═══ SUPPLIED DATA ═══

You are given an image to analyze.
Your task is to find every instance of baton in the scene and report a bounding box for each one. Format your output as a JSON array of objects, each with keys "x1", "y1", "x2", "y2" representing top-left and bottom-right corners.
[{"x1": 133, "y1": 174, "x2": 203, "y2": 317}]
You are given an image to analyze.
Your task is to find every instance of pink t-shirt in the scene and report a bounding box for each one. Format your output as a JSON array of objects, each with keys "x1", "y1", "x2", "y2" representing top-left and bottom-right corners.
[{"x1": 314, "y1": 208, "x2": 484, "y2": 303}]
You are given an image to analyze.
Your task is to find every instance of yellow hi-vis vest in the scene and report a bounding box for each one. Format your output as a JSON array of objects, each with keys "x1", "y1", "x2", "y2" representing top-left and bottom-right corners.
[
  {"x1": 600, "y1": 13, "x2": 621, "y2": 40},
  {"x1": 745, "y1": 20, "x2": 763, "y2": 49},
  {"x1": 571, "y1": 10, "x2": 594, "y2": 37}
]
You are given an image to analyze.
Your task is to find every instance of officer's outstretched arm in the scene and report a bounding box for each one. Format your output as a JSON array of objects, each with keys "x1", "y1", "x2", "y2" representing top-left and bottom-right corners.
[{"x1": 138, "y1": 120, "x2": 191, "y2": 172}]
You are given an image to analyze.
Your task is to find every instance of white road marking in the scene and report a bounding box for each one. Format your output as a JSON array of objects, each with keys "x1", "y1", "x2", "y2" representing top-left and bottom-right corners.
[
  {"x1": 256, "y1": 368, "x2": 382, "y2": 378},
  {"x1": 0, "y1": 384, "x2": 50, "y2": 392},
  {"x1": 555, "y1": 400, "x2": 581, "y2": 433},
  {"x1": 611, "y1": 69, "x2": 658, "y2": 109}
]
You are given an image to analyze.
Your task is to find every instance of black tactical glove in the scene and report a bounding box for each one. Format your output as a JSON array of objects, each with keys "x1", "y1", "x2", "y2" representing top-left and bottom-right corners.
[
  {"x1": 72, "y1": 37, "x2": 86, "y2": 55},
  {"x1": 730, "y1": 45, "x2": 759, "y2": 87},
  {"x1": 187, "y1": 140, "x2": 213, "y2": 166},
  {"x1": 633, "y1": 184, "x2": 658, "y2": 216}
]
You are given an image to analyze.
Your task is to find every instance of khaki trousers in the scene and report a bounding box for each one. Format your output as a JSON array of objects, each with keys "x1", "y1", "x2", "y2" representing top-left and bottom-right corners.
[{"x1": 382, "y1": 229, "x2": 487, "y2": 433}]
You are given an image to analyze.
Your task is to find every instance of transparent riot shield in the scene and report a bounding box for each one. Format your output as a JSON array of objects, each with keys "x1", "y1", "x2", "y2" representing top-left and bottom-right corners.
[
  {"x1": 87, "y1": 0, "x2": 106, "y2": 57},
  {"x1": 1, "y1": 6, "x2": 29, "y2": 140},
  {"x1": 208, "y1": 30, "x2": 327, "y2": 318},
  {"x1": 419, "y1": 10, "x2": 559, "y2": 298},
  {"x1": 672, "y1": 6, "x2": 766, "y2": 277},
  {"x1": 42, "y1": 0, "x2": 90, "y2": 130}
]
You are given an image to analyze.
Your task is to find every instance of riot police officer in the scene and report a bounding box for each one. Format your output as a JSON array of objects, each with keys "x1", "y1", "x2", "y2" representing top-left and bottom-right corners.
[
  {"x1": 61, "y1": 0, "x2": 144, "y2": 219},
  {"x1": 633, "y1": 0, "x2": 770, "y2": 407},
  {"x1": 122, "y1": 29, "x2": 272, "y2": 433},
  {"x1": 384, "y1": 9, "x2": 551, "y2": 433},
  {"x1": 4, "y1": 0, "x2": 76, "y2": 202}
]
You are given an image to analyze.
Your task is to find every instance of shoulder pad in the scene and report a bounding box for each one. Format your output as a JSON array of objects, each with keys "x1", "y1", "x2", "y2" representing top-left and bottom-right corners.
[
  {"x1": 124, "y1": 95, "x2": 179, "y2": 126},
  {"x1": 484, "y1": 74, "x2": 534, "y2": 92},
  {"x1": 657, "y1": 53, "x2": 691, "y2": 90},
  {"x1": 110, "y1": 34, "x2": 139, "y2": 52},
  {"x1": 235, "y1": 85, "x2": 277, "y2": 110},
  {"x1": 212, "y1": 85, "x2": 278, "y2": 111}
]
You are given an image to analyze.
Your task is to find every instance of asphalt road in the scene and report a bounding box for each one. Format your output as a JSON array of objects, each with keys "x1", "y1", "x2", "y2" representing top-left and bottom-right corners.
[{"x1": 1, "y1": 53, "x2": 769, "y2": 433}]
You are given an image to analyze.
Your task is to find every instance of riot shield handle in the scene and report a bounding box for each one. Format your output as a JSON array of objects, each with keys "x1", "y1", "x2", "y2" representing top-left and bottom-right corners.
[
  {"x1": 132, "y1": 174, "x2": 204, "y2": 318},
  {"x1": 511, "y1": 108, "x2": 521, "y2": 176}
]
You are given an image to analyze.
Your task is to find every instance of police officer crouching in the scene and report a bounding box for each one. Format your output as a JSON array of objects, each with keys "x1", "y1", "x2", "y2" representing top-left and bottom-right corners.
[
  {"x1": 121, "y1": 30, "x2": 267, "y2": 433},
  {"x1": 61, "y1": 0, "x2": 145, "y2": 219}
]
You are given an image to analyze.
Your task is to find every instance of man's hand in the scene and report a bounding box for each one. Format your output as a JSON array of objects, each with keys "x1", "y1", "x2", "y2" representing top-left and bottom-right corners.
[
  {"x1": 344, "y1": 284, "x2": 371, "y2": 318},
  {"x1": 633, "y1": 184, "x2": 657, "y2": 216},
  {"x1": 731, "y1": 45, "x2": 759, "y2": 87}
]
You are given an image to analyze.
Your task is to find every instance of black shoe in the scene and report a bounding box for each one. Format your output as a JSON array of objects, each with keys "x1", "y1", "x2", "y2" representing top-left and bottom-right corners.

═══

**WORK INSTRUCTION**
Transcribe the entries above, every line exactly as it reads.

**EXERCISE RESPONSE**
You are given an image to analyze.
Your task is to find every instance of baton in the scene and report a bounding box for each one. Format your output as a JSON array of objects, each with keys "x1", "y1", "x2", "y2" representing top-left and bottom-right corners.
[{"x1": 133, "y1": 174, "x2": 203, "y2": 317}]
You are given an image to analyze.
Your task is to find every instance of pink t-shirt in the scene and report a bounding box for each one. Format your output as a JSON array of objects, each with keys "x1", "y1", "x2", "y2" representing top-left and bottom-right corners.
[{"x1": 314, "y1": 208, "x2": 484, "y2": 303}]
You are given an image to analyze.
Your task is to find every instance of yellow hi-vis vest in the scene and report a bounding box for each one. Format your output as a JSON array of objects, each with keys "x1", "y1", "x2", "y2" representing top-left and bottom-right corners.
[
  {"x1": 600, "y1": 13, "x2": 621, "y2": 40},
  {"x1": 745, "y1": 20, "x2": 763, "y2": 49},
  {"x1": 571, "y1": 10, "x2": 594, "y2": 37}
]
You are given an image to analyze.
Your task is to find every instance of officer's outstretched arm in the scene and report a bounding box for each one. Format your output as a JSON array of objects, each with keys "x1", "y1", "x2", "y2" representing top-left and bottom-right corners.
[{"x1": 138, "y1": 120, "x2": 191, "y2": 172}]
You are given an image to analyze.
Your task is to find every instance of white road marking in the scene and report a bounding box for each one. Format your output as a JSON array of objects, each with keys "x1", "y1", "x2", "y2" representing top-left and bottom-right corners.
[
  {"x1": 256, "y1": 368, "x2": 382, "y2": 378},
  {"x1": 0, "y1": 384, "x2": 50, "y2": 392},
  {"x1": 555, "y1": 400, "x2": 581, "y2": 433},
  {"x1": 611, "y1": 69, "x2": 658, "y2": 109}
]
You are given an image to analyze.
Your task is to find every instance of black tactical glove in the scene and report a bounding box for each one. Format your output as a JSON array of objects, each with keys "x1", "y1", "x2", "y2" representing top-left and bottom-right corners.
[
  {"x1": 72, "y1": 37, "x2": 86, "y2": 55},
  {"x1": 730, "y1": 45, "x2": 759, "y2": 87},
  {"x1": 187, "y1": 140, "x2": 213, "y2": 166},
  {"x1": 633, "y1": 184, "x2": 658, "y2": 216}
]
You are given an image to analyze.
Your task is to find every instance of khaki trousers in the scene and report a bounding box for each one. Format your output as a JSON array of objects, each with keys "x1", "y1", "x2", "y2" representing top-left and bottom-right corners.
[{"x1": 382, "y1": 229, "x2": 487, "y2": 433}]
You are given an image to analyze.
Your task is to find every instance of transparent riot shield in the scene and report a bounding box for each one. Format your output as a JSON array of objects, each with keys "x1", "y1", "x2", "y2" representing top-left and bottom-right corners.
[
  {"x1": 87, "y1": 0, "x2": 106, "y2": 57},
  {"x1": 1, "y1": 6, "x2": 29, "y2": 140},
  {"x1": 208, "y1": 30, "x2": 327, "y2": 318},
  {"x1": 419, "y1": 10, "x2": 559, "y2": 298},
  {"x1": 672, "y1": 6, "x2": 766, "y2": 277},
  {"x1": 42, "y1": 0, "x2": 90, "y2": 130}
]
You are given an image to analyze.
Your task is to find every instance of riot police officer in the scene and report a bounding box for each one. Format your output as a JSON array of objects, each with keys "x1", "y1", "x2", "y2" representing top-left and bottom-right corners.
[
  {"x1": 61, "y1": 0, "x2": 144, "y2": 219},
  {"x1": 633, "y1": 0, "x2": 770, "y2": 407},
  {"x1": 122, "y1": 29, "x2": 272, "y2": 433},
  {"x1": 384, "y1": 9, "x2": 551, "y2": 433},
  {"x1": 4, "y1": 0, "x2": 76, "y2": 202}
]
You are given an image to analyze.
Your task is to find every instance of shoulder pad in the scene and report a bounding box for each one. Format your output as a JSON array of objects, each with keys "x1", "y1", "x2", "y2" representing top-left and bottom-right corners.
[
  {"x1": 124, "y1": 95, "x2": 179, "y2": 126},
  {"x1": 484, "y1": 74, "x2": 534, "y2": 92},
  {"x1": 657, "y1": 53, "x2": 691, "y2": 90},
  {"x1": 110, "y1": 34, "x2": 139, "y2": 52},
  {"x1": 235, "y1": 85, "x2": 277, "y2": 110},
  {"x1": 212, "y1": 85, "x2": 278, "y2": 111}
]
You are given an image to analyze.
Your task is to find every instance of asphalt road in the scene and report a bounding box for each one. Format your output as a JSON array of objects, each with keys "x1", "y1", "x2", "y2" representing top-left and bottom-right corners.
[{"x1": 1, "y1": 53, "x2": 769, "y2": 433}]
You are given an image to analyze.
Your task is to find every instance of riot shield handle in the scene and report a bounding box for each one. Format your output as a JSON array of objects, each with keys "x1", "y1", "x2", "y2" representing top-left and bottom-right corners.
[
  {"x1": 132, "y1": 174, "x2": 204, "y2": 318},
  {"x1": 511, "y1": 108, "x2": 521, "y2": 176}
]
You are given an image to analyze.
Your task is to find every instance of police officer crouching in the scene and report a bounding box for each one. Format your output as a JSON array of objects, each with keys "x1", "y1", "x2", "y2" representing top-left and bottom-right corners.
[
  {"x1": 121, "y1": 30, "x2": 267, "y2": 433},
  {"x1": 61, "y1": 0, "x2": 145, "y2": 219}
]
You are given an image to analyze.
Your task is to find every instance of man's hand in the scene and report a bounding box for each one. Format your output as a JSON array of objects, each with keys "x1", "y1", "x2", "y2" representing top-left and bottom-right corners.
[
  {"x1": 344, "y1": 284, "x2": 371, "y2": 318},
  {"x1": 633, "y1": 184, "x2": 657, "y2": 216},
  {"x1": 731, "y1": 45, "x2": 759, "y2": 87}
]
You are given an image to analyze.
Your task is to find every instance of black shoe in the scene and report a bounding box for each one. Format your output as a JSON array of objects, each with keys "x1", "y1", "x2", "y2" representing top-left and bottom-right corners.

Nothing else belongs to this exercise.